Records of labeled points:
========

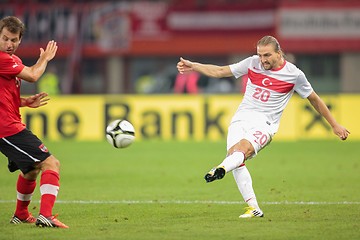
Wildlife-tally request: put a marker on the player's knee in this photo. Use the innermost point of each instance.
(51, 163)
(243, 146)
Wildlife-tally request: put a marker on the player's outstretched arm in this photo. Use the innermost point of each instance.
(210, 70)
(33, 73)
(322, 109)
(35, 101)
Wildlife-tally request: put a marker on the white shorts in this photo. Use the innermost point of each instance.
(256, 130)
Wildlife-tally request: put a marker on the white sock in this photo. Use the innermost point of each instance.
(244, 182)
(233, 161)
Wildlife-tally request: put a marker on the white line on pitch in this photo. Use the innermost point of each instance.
(191, 202)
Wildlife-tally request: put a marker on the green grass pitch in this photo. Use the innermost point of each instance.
(155, 190)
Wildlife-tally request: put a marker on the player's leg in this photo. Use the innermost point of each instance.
(235, 158)
(238, 149)
(25, 187)
(258, 137)
(49, 188)
(244, 183)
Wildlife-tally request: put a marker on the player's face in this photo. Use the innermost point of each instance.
(268, 57)
(9, 42)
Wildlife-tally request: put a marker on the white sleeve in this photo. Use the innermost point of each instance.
(241, 68)
(302, 86)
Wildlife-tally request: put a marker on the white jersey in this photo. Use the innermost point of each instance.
(268, 91)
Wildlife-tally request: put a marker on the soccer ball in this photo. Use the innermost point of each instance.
(120, 133)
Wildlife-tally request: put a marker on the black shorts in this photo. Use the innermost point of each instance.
(23, 150)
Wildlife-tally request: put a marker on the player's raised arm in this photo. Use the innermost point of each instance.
(33, 73)
(210, 70)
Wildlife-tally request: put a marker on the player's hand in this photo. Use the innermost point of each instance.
(37, 100)
(184, 65)
(50, 51)
(341, 132)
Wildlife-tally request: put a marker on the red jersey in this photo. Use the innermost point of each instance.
(10, 118)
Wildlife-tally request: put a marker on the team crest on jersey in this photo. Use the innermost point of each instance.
(43, 148)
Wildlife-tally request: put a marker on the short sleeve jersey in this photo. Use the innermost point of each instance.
(269, 91)
(10, 118)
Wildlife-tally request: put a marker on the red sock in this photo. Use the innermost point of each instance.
(25, 189)
(49, 187)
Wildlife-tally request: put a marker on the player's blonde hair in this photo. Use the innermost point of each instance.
(266, 40)
(13, 24)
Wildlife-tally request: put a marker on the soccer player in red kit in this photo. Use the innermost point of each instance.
(271, 83)
(25, 152)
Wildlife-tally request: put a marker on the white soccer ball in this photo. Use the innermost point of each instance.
(120, 133)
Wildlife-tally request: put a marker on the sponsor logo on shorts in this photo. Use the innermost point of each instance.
(43, 148)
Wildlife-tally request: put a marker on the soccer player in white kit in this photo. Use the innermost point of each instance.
(271, 82)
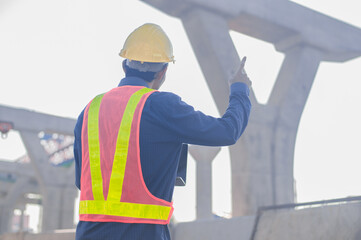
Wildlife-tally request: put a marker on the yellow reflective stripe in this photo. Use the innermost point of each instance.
(121, 151)
(94, 149)
(124, 209)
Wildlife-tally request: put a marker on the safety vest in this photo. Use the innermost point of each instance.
(112, 184)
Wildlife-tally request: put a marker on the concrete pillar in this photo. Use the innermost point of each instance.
(204, 156)
(262, 161)
(8, 204)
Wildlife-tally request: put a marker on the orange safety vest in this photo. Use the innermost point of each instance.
(112, 184)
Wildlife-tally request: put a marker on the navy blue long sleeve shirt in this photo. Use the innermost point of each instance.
(167, 123)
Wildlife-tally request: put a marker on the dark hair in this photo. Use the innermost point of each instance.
(147, 76)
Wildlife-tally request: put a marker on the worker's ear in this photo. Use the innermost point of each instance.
(123, 64)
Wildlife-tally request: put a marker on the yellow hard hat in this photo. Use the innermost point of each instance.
(148, 43)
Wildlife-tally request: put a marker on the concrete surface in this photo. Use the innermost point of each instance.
(262, 160)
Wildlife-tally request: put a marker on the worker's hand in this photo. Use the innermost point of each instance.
(241, 75)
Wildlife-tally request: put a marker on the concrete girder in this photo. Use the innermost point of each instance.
(25, 120)
(218, 62)
(56, 184)
(282, 23)
(22, 169)
(262, 161)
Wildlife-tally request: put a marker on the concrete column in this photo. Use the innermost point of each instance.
(262, 161)
(8, 204)
(289, 97)
(204, 156)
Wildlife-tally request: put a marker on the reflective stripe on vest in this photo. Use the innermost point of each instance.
(113, 206)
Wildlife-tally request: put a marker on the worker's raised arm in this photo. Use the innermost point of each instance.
(186, 125)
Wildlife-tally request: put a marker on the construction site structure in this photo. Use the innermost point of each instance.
(261, 162)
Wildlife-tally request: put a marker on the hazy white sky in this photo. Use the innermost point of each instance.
(56, 55)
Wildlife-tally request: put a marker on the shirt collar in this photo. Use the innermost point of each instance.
(133, 81)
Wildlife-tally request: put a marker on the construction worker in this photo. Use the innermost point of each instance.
(129, 141)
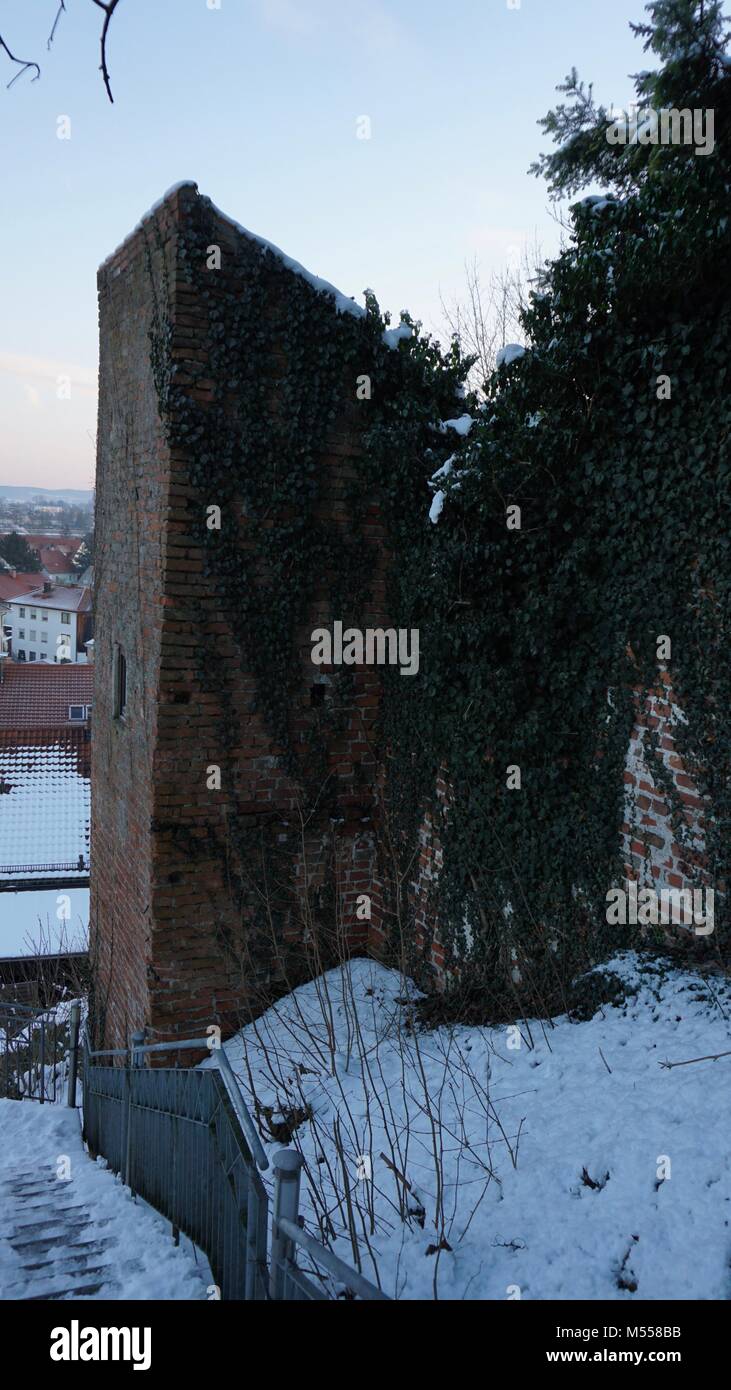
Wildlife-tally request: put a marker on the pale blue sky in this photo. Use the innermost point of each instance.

========

Given exercise:
Please transcribe the material above exactly as written. Leave the pictures out.

Solution below:
Wildlife-tally request: put a marker on the player's knee in this photo. Use the innermost point of each instance.
(51, 163)
(243, 146)
Wildlife-tally request: put a marker on the player's outstretched arm in this photo. Use the innermost point of each instance.
(210, 70)
(33, 73)
(322, 109)
(35, 101)
Wildlife-tally request: put a marker on the white shorts in this photo. Use the innermost point of each instance.
(256, 130)
Wildlife-tally request: put a marker on the white sock in this photo. Use the innermost point of each instance.
(244, 182)
(233, 161)
Wildlife-tally request: put a marker on the white line on pitch in this photo. Use the innermost point of each instance.
(191, 202)
Wildlife-tally request: put a marker on the green grass pitch in this photo. Use the innermost point of each instance.
(155, 190)
Wildlife-tally request: put a marker on the player's leg in this photo. Use the innermost point of each instance.
(235, 158)
(238, 149)
(25, 187)
(258, 137)
(49, 188)
(244, 183)
Wildlife-tally request: put a marker on the player's face in this photo. Use the innermost point of each instance.
(268, 57)
(9, 42)
Wildlife-tally request: put a marker on the white sleeve in this photo. Use the innermost point of each instance.
(241, 68)
(302, 86)
Wildlife-tally request: put a marker on the white jersey in this photo. Use the innermost point of each instance.
(268, 91)
Wildlife-tally request: put a marker on the soccer ball in this photo. Use the innermost point of each instance.
(120, 133)
Wildlife-tally request: put a marker on the black shorts in this photo. Use the innermost point of each instance.
(23, 150)
Wildlife-tally request: put a marker on the player's raised arm in this photo. Use the innermost point of each instance.
(33, 73)
(210, 70)
Wildlife-tally request: put a marker on the player's hand in this photo. Use the innermost point of each instance.
(37, 100)
(184, 65)
(50, 51)
(341, 132)
Wildlife-tally request: put a marker on the red jersey in this photo. Use the innermost point of each instance.
(10, 118)
Wildlife-tally request: put a marker on the team crest on jersey in this photo. Use the innermost point of each instance.
(43, 148)
Wildlife-tally request: put a marker on the short sleeve jersey in this photo. Use the innermost point of each instance.
(269, 91)
(10, 118)
Wildlife-tally request: put a marker on the red sock in this photo. Use the innermost point of each instance.
(25, 189)
(49, 187)
Wildlife-tally request: put a marker on the player's blonde hair in this photo. Use the innermost point of each instance.
(266, 40)
(13, 24)
Wildlife-tally request: put a marker on the soccer player in red kit in this photo. Use the innermost point of each instance.
(271, 83)
(25, 152)
Wildlife-tally request: put a marker on the white soccer ball in this photo. Use the innermost point of each instance.
(120, 133)
Wildlife-tally request: put a marker on the sponsor logo on shorts in this photo. Use the innermost point of each instance.
(43, 148)
Wildlife-tally request: put a marker on the soccer player in white kit in this photo. Use the innermost point of each instance.
(271, 82)
Wildlife-tally request: put a marker on the yellow reflective stripe in this photo. Use the innermost point of each instance.
(121, 151)
(94, 149)
(124, 209)
Wildlife-tally request: put a marker on the safety vest in this photo. Use the innermost point of each instance.
(112, 184)
Wildlife-tally request: put a marker on the concrete pillar in this photo. Use the innermost point of each instance.
(204, 156)
(262, 161)
(8, 204)
Wildlife-tally request: put a marker on the orange safety vest in this photo. Use the innermost point of each instance.
(112, 184)
Wildlife-tally request: put a marker on the navy blue long sleeve shirt in this photo. Use the innermost point of each instance.
(167, 123)
Wildlife-tally request: put a marker on the dark hair in this photo. Use the innermost point of each instance.
(147, 76)
Wildlife-tally request: put a marker on the worker's ear in this photo. Use the innermost point of each instance.
(123, 64)
Wildlife-tally request: put a marker on the yellow hard hat in this photo. Use the innermost point of each instance.
(148, 43)
Wildlife-tally request: put a marker on the concrete surface in this photo. Use the innermost point of each instance.
(262, 160)
Wildlife-tally request: put a marker on the worker's hand in this photo. Use the innermost point of each instance.
(241, 75)
Wildlife-tally request: put a marker on the concrete girder in this photo. Use the innermost point of each instance.
(25, 120)
(218, 62)
(56, 184)
(282, 23)
(22, 169)
(262, 161)
Wildlife-tally request: put a marker on the concrete column in this photo. Use the innermost point of each instance.
(262, 161)
(8, 204)
(289, 97)
(204, 156)
Wildlife-tally request: put a marker on the reflective stripe on vest in this photo. Use the innermost point of each instance.
(113, 206)
Wildlife-tally request: put a marker on the worker's raised arm in this photo. Use the innermost point of each instance.
(186, 125)
Wildlife-tally request: put a marker on the construction site structure in this photo. Use the innermost point of each instance.
(261, 162)
Wildlife-tally request: put a marker on the hazy white sky in this photo. Use the innermost point of each instance.
(56, 55)
Wildlife-tally request: put a marker on the shirt collar in this photo. Use the innermost point of each instance.
(133, 81)
Wildlife-tally request: put a marker on the construction worker in this photo. Use the innermost point of each instance.
(129, 141)
Wildlife-tally request: put a marker on the pale blue sky in this photo. Use the innermost point of each instance.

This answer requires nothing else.